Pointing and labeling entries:
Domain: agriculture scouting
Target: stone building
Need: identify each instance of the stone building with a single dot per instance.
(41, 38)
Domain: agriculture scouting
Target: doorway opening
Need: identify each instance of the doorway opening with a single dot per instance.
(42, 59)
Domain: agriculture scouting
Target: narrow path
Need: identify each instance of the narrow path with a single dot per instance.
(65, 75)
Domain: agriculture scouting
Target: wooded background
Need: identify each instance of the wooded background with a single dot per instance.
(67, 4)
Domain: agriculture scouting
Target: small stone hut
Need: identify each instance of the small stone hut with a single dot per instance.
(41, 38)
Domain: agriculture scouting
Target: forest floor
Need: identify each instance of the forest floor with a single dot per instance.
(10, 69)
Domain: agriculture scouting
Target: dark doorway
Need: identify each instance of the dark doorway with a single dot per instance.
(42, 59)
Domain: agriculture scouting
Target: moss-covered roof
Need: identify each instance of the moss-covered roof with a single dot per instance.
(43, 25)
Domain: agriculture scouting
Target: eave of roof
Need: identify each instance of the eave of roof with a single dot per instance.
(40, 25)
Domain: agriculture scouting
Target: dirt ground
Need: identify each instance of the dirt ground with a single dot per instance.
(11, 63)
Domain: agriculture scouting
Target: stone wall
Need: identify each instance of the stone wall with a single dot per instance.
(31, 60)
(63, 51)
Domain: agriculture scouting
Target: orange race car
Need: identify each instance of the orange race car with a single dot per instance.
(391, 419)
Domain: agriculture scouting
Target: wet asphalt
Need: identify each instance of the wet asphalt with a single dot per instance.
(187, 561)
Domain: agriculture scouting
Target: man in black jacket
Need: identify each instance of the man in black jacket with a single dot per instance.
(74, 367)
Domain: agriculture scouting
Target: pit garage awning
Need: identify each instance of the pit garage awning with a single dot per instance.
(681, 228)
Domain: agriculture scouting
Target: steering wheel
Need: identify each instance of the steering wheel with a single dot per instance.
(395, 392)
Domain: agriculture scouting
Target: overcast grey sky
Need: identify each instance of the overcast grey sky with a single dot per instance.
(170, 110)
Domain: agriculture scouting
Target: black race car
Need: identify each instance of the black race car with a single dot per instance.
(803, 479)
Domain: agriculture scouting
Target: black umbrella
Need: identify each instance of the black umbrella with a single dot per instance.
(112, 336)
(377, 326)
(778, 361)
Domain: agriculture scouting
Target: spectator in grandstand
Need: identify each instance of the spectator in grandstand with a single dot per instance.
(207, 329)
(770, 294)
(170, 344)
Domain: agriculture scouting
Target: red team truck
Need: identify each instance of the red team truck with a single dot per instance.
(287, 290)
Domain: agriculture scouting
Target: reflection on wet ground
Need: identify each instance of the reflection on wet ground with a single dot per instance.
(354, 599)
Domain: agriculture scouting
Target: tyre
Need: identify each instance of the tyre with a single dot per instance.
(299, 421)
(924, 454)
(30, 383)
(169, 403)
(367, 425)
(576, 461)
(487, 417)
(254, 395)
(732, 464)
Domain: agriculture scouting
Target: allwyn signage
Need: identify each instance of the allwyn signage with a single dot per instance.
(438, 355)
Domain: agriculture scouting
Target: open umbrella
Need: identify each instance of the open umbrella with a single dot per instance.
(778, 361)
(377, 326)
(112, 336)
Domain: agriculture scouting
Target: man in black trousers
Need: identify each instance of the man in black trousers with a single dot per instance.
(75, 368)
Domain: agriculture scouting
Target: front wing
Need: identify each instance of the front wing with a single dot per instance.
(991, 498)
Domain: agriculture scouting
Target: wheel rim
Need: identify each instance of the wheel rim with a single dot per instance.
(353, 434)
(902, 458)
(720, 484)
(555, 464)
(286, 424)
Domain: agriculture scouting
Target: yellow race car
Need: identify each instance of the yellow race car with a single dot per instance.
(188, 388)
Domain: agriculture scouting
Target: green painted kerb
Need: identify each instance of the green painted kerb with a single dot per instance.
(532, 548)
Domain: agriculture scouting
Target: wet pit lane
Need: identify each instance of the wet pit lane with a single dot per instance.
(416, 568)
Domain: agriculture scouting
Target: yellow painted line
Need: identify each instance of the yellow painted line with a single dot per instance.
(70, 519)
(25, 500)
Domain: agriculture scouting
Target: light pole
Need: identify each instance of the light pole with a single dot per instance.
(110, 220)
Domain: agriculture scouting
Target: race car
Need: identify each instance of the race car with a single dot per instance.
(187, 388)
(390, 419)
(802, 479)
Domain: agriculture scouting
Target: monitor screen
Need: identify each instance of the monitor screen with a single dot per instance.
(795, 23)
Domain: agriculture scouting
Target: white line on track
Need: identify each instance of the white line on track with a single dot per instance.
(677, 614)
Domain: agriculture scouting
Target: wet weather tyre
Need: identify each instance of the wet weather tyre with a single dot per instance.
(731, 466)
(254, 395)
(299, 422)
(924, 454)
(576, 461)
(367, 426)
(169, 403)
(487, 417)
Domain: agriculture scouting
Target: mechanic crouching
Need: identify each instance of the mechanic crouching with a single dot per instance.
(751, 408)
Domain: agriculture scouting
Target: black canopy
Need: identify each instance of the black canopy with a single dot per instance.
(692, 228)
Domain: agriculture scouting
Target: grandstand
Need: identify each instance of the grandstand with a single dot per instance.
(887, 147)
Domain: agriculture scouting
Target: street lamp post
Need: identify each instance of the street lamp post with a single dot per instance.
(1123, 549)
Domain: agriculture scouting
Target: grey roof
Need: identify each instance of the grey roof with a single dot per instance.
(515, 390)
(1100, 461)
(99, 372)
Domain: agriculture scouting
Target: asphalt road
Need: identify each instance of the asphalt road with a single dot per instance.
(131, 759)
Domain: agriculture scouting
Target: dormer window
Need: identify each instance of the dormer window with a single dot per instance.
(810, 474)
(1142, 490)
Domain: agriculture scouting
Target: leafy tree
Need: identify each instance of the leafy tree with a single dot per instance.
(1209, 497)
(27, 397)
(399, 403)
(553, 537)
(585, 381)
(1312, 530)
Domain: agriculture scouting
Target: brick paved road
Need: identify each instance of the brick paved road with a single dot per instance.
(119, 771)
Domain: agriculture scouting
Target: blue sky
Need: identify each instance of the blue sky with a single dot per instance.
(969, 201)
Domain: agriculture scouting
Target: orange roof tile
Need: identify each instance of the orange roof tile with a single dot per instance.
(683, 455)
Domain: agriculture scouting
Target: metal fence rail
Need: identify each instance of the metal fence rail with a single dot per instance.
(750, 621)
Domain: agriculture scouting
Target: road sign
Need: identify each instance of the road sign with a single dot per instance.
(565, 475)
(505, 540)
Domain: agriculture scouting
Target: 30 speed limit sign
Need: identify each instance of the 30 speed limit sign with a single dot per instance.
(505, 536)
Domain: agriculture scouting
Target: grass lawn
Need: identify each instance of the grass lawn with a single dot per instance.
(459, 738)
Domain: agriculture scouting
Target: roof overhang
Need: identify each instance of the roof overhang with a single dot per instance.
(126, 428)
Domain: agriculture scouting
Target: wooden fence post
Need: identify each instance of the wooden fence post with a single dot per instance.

Task:
Pick out every line in the data above that contains the string "allwyn", and copy each one.

Answer to this problem:
Target: allwyn signage
Need: identify each instance of the allwyn signage with a single dot per instance.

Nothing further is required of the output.